### Quoted passage ###

18 thoughts on “Making Blended Fruit Wines

  1. I make a lot of mixed fruit wines here in the Philippines. I like using a wild plum they have here, and have great wines mixing it with, generally two other fruits. It’s a good idea to select the other fruits so that you have a good mix of citric, malic and tannic acids. Mango and plum work well and then you can add a little citrus fruit or juice. My recipes are all nearly the same, I vary the sugar slightly, depending on the sweetness of the fruit.

  2. I too have been making and blending fruits into wine for 10 years now. I have created over 40 different combinations. Granted, some I didn’t care for like the peach/pear and the ones with watermelon in them. Although my favorites are red/black raspberry, my blueberry/pomagrate/cherry and my 12 fruit combo special. (Won a 3rd place ribbon with over 100 entries at a judging contest with it.). As soon as I think of something new, I try it. I make my own recipes with the method metioned above of using partials of each to make 5 gallon. When bottling I leave some dry, semi-sweeten some and make sweet with the rest. Most of my “consumers” like the semi-sweet.
    Thanks for all your answers, Ed!

  3. started making wine about 8 yrs ago with strictly fruit and mainly assorted berries, a result of having hundreds of pounds of them growing on my property every year and hated to see them become bird and critter food lol. to this day have won several medals at state fairs and never used a grape!! create and enter contests as a means of acquiring critiques from the experts and that way you learn if you ARE doing things correctly! biggest thing i learned thus far was how critical the quality of the water you use needs to be!

### Dataset records ###

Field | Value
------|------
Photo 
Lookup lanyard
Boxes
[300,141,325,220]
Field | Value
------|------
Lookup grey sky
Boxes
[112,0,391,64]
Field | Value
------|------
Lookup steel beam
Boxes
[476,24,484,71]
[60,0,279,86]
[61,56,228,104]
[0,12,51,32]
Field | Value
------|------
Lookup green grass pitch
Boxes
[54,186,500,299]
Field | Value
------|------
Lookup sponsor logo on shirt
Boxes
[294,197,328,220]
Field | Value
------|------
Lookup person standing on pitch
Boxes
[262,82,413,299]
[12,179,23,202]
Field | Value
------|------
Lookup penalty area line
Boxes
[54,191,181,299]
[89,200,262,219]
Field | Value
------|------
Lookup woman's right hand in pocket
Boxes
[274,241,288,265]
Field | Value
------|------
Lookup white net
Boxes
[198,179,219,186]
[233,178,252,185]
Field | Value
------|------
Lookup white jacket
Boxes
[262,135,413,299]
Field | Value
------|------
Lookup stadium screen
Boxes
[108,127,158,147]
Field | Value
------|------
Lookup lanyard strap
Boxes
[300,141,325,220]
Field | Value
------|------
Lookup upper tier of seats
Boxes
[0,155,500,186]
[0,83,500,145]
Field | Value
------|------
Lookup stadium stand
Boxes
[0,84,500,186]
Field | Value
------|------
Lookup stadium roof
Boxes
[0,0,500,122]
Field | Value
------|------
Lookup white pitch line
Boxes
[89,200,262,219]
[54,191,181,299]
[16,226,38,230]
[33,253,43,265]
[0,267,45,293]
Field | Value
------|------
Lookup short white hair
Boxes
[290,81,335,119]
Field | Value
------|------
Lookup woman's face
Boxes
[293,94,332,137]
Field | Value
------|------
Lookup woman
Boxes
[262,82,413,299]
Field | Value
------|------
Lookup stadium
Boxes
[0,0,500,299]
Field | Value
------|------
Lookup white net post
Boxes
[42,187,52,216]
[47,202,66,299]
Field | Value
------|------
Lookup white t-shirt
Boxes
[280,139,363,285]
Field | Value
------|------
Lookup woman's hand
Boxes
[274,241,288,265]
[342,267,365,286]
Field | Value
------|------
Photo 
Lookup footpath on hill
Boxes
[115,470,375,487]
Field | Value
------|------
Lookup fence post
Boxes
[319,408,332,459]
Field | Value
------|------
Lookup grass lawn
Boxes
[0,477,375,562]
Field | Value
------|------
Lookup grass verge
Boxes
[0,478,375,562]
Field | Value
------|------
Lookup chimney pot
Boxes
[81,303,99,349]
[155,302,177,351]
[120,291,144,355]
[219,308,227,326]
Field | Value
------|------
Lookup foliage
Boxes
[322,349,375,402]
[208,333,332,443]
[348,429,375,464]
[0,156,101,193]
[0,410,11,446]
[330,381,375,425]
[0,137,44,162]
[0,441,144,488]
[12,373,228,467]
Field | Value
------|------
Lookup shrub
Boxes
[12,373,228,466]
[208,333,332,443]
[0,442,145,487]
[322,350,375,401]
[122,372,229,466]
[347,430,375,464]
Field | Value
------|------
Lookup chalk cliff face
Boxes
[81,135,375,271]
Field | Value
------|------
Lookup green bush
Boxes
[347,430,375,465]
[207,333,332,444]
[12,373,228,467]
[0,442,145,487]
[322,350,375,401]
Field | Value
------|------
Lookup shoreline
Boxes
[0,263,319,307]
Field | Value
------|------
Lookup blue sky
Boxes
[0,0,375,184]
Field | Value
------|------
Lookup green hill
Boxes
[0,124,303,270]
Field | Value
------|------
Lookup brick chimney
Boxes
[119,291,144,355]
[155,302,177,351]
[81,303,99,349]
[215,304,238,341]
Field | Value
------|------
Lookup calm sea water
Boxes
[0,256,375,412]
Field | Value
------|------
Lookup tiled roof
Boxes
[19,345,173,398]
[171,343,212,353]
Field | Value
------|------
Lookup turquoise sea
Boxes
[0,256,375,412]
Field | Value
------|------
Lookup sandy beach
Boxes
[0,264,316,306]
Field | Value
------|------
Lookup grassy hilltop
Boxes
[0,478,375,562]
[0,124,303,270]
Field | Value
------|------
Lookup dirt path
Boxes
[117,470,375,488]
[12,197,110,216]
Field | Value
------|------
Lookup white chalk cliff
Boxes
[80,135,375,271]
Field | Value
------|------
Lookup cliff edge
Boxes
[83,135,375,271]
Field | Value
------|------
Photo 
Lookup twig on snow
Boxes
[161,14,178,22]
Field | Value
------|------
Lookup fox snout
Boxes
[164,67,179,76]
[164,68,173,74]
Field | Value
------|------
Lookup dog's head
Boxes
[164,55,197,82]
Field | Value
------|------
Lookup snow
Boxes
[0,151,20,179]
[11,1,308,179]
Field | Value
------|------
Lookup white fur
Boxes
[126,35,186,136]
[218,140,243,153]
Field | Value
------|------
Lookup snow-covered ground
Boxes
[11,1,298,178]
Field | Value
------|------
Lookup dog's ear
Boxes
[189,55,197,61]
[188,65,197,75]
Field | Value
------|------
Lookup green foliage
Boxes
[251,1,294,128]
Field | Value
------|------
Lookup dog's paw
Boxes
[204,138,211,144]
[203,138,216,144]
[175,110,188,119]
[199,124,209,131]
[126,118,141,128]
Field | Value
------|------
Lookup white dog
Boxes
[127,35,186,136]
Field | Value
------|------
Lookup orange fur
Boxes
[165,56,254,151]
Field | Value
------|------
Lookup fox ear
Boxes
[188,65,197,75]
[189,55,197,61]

###

Exercise:
Write out the blended fruit wine comments again, starting at "3. started making" and ending at "needs to be!", and replace "medals" with "ribbons". The records have no connection to the text.

Solution for this exercise:
3. started making wine about 8 yrs ago with strictly fruit and mainly assorted berries, a result of having hundreds of pounds of them growing on my property every year and hated to see them become bird and critter food lol. to this day have won several ribbons at state fairs and never used a grape!! create and enter contests as a means of acquiring critiques from the experts and that way you learn if you ARE doing things correctly! biggest thing i learned thus far was how critical the quality of the water you use needs to be!